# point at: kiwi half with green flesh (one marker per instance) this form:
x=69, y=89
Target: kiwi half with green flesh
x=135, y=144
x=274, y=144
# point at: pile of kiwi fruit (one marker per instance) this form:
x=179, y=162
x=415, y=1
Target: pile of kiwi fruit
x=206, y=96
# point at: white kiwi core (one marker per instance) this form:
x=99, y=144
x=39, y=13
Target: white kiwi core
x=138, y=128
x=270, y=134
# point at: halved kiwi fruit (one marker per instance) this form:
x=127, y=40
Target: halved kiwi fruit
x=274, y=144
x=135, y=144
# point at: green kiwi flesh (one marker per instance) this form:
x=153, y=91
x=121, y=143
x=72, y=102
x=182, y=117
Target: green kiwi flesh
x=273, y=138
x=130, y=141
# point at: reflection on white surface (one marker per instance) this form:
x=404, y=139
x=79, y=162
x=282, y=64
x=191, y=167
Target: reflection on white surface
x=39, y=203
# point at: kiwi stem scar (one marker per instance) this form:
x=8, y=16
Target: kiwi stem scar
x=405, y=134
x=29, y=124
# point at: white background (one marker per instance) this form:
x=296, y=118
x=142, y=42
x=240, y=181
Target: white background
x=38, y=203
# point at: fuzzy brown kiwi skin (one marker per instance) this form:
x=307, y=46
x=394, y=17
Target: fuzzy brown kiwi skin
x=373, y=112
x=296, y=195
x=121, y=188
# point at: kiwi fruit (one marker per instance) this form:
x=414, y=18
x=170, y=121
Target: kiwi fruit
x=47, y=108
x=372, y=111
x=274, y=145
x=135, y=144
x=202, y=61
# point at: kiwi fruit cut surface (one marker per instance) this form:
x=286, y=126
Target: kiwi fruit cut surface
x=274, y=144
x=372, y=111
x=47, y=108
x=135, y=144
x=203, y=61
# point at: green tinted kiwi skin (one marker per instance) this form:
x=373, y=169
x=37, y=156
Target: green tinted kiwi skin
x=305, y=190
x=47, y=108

**Requirement**
Rewrite all the lines above, swapping "kiwi" for "mango" everywhere it occurs and leaving everything else untouched.

**Reply**
# point at: mango half with green flesh (one marker per instance) this form:
x=69, y=89
Target: mango half with green flesh
x=135, y=144
x=274, y=144
# point at: pile of mango fruit (one marker per instance) this form:
x=179, y=162
x=415, y=1
Target: pile of mango fruit
x=206, y=96
# point at: white mango core (one marker per instance) this form:
x=99, y=144
x=39, y=13
Target: white mango core
x=138, y=128
x=270, y=134
# point at: halved mango fruit (one marker per instance) this form:
x=127, y=40
Target: halved mango fruit
x=274, y=144
x=135, y=144
# point at: green mango flesh (one marker per instance) this form:
x=153, y=91
x=121, y=143
x=72, y=102
x=182, y=117
Target: green mango flesh
x=273, y=138
x=130, y=141
# point at: reflection on white surface (one marker per instance) this form:
x=404, y=139
x=79, y=162
x=282, y=64
x=191, y=167
Target: reflection on white surface
x=39, y=203
# point at: mango stem scar (one marker per instance) this form:
x=8, y=16
Target: mango stem scar
x=405, y=134
x=29, y=124
# point at: white background (one marker per instance) this form:
x=296, y=118
x=142, y=42
x=240, y=181
Target: white background
x=38, y=203
# point at: fuzzy brown mango skin (one marker per instance) this form:
x=307, y=46
x=394, y=17
Target: fuzzy brown mango skin
x=373, y=112
x=296, y=195
x=121, y=188
# point at: mango fruit (one marker per instance) this form:
x=414, y=18
x=170, y=121
Target: mango fruit
x=47, y=108
x=372, y=111
x=274, y=145
x=135, y=144
x=202, y=61
# point at: mango fruit cut surface (one marker per instance) this form:
x=286, y=126
Target: mango fruit cut surface
x=274, y=144
x=372, y=111
x=47, y=108
x=135, y=144
x=203, y=61
# point at: green tinted mango skin (one marker per instance) this form:
x=373, y=169
x=37, y=156
Target: green tinted mango skin
x=305, y=190
x=47, y=108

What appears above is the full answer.